# [Excerpt to read]

......

On Saturday, 1 June 2013 at 16:30:05 UTC, David Piepgrass wrote:
 David Piepgrass:
In fact, most STL algorithms require exactly two iterators--a 
range--and none require only a single iterator<

 I think there are some C++ data structures that store many 
 single iterators. If you instead store ranges you double the 
 data amount.

 Hashmaps would be the most common example. Usually implemented 
 as a linked list of key-value pairs along with a vector of 
 list iterators.

 In theory. But the .NET hashtables are implemented with an 
 *array* of key-value pairs and an array of *indexes*. The 
 former forms a virtual linked list that is more efficient than 
 a traditional linked list, and the latter is more efficient 
 than a vector of iterators (especially on x64, as the indexes 
 can be 32-bit.)



Iterators are usually (but not always) faster, as they don't have 
an extra level of indirection involved -- the iterators tell you 
directly where to look in memory, whereas indices are useless 
without containers (or iterators) backing them.


You shouldn't be using 32-bit indices on x64, that defeats the 
whole point of x64.


 Hmm, very interesting. I suppose the problem with C++ iterators 
 is that they are useless without external context: you can't 
 increment or decrement one without also comparing it to begin() 
 or end() in its container, which implies that the caller must 
 manually keep track of which container it came from.


No, that's exactly the opposite of what happens.

The caller just accepts two iterators (like std::unique), so that 
it has the end iterator as well as the begin iterator.

Jun 01 2013

Paulo Pinto <pjmlp progtools.org> writes:

Am 01.06.2013 20:23, schrieb Mehrdad:
 On Saturday, 1 June 2013 at 16:30:05 UTC, David Piepgrass wrote:
 David Piepgrass:
 In fact, most STL algorithms require exactly two iterators--a
 range--and none require only a single iterator<

 I think there are some C++ data structures that store many single
 iterators. If you instead store ranges you double the data amount.

 Hashmaps would be the most common example. Usually implemented as a
 linked list of key-value pairs along with a vector of list iterators.

 In theory. But the .NET hashtables are implemented with an *array* of
 key-value pairs and an array of *indexes*. The former forms a virtual
 linked list that is more efficient than a traditional linked list, and
 the latter is more efficient than a vector of iterators (especially on
 x64, as the indexes can be 32-bit.)

......

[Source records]

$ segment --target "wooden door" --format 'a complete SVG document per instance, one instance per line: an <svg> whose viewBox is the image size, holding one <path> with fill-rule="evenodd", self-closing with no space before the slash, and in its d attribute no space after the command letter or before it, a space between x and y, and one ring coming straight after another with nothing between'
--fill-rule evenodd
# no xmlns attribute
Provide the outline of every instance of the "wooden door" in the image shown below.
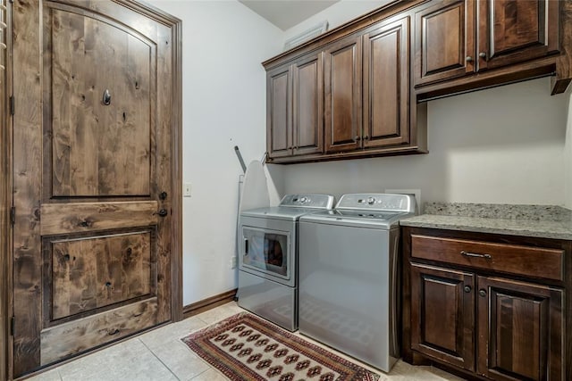
<svg viewBox="0 0 572 381"><path fill-rule="evenodd" d="M475 70L475 0L447 0L416 13L416 86Z"/></svg>
<svg viewBox="0 0 572 381"><path fill-rule="evenodd" d="M172 319L174 20L14 2L15 377Z"/></svg>
<svg viewBox="0 0 572 381"><path fill-rule="evenodd" d="M322 54L302 57L292 65L294 154L324 152L324 73Z"/></svg>
<svg viewBox="0 0 572 381"><path fill-rule="evenodd" d="M411 348L427 356L475 369L474 276L411 265Z"/></svg>
<svg viewBox="0 0 572 381"><path fill-rule="evenodd" d="M361 146L361 37L349 36L324 53L325 151Z"/></svg>
<svg viewBox="0 0 572 381"><path fill-rule="evenodd" d="M385 23L364 40L364 146L409 142L409 18Z"/></svg>
<svg viewBox="0 0 572 381"><path fill-rule="evenodd" d="M266 149L271 159L292 154L291 78L290 65L266 74Z"/></svg>
<svg viewBox="0 0 572 381"><path fill-rule="evenodd" d="M0 0L0 380L9 379L8 359L10 348L9 317L12 316L9 289L11 285L12 235L10 234L10 205L12 203L12 184L9 171L11 167L10 145L11 130L8 128L9 112L7 109L10 87L8 60L8 14L11 4L6 0Z"/></svg>
<svg viewBox="0 0 572 381"><path fill-rule="evenodd" d="M559 49L559 2L480 1L478 68L492 69Z"/></svg>
<svg viewBox="0 0 572 381"><path fill-rule="evenodd" d="M564 380L563 291L477 281L477 372L496 380Z"/></svg>

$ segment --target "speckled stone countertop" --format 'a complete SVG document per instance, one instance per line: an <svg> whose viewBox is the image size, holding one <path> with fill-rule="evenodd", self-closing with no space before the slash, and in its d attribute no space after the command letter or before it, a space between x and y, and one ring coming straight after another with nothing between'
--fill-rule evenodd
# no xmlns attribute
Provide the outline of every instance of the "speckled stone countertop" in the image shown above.
<svg viewBox="0 0 572 381"><path fill-rule="evenodd" d="M402 226L572 240L572 211L551 205L426 203Z"/></svg>

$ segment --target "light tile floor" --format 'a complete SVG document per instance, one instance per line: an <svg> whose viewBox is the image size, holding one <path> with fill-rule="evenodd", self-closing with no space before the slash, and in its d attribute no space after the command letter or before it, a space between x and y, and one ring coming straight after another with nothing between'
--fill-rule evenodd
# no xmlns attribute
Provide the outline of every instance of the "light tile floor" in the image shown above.
<svg viewBox="0 0 572 381"><path fill-rule="evenodd" d="M32 381L225 381L228 378L187 347L181 338L212 323L243 311L235 302L170 324L144 335L81 357L29 378ZM299 334L297 334L299 335ZM307 337L304 339L313 342ZM314 342L313 342L314 343ZM316 344L320 345L318 343ZM332 351L339 356L348 356ZM414 367L398 361L380 381L460 380L433 367Z"/></svg>

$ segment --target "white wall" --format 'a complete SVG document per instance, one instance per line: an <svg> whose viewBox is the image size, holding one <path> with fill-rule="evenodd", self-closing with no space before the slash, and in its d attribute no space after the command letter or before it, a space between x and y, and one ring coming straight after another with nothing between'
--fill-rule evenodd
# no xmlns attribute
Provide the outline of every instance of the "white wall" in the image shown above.
<svg viewBox="0 0 572 381"><path fill-rule="evenodd" d="M265 151L260 62L317 21L335 28L386 1L345 0L286 32L235 0L147 1L183 21L183 181L192 184L192 197L183 199L187 305L237 286L229 266L241 173L233 147L247 163ZM547 79L538 79L432 102L430 154L269 165L272 200L391 187L421 188L433 201L563 204L568 189L572 205L569 100L548 94Z"/></svg>
<svg viewBox="0 0 572 381"><path fill-rule="evenodd" d="M284 192L421 189L425 201L563 205L568 97L540 79L430 102L429 154L297 164Z"/></svg>
<svg viewBox="0 0 572 381"><path fill-rule="evenodd" d="M288 39L305 32L324 20L328 21L328 30L333 29L391 1L393 0L341 0L284 31L284 38Z"/></svg>
<svg viewBox="0 0 572 381"><path fill-rule="evenodd" d="M265 72L282 31L236 1L150 0L182 20L183 304L237 286L238 181L265 151ZM275 170L280 178L280 169Z"/></svg>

......

# [The exercise]
Carry on the forum thread about C++ iterators and .NET hashtables from where it stops.

# [Task result]
 Iterators are usually (but not always) faster, as they don't have an
 extra level of indirection involved -- the iterators tell you directly
 where to look in memory, whereas indices are useless without containers
 (or iterators) backing them.


 You shouldn't be using 32-bit indices on x64, that defeats the whole
 point of x64.

As of .NET 4.5, 64bit array indexes are supported as well.

http://msdn.microsoft.com/en-us/library/hh285054.aspx

Jun 01 2013

"David Piepgrass" <qwertie256 gmail.com> writes:

 You shouldn't be using 32-bit indices on x64, that defeats the 
 whole
 point of x64.

 As of .NET 4.5, 64bit array indexes are supported as well.

 http://msdn.microsoft.com/en-us/library/hh285054.aspx

Don't forget that we're talking about a *hashtable* here. If a 
.NET hashtable used 64-bit indexes (or pointers) it would require 
8-12 bytes more memory per entry, specifically 32 bytes total, 
including overhead, if the key and value are 4 bytes each.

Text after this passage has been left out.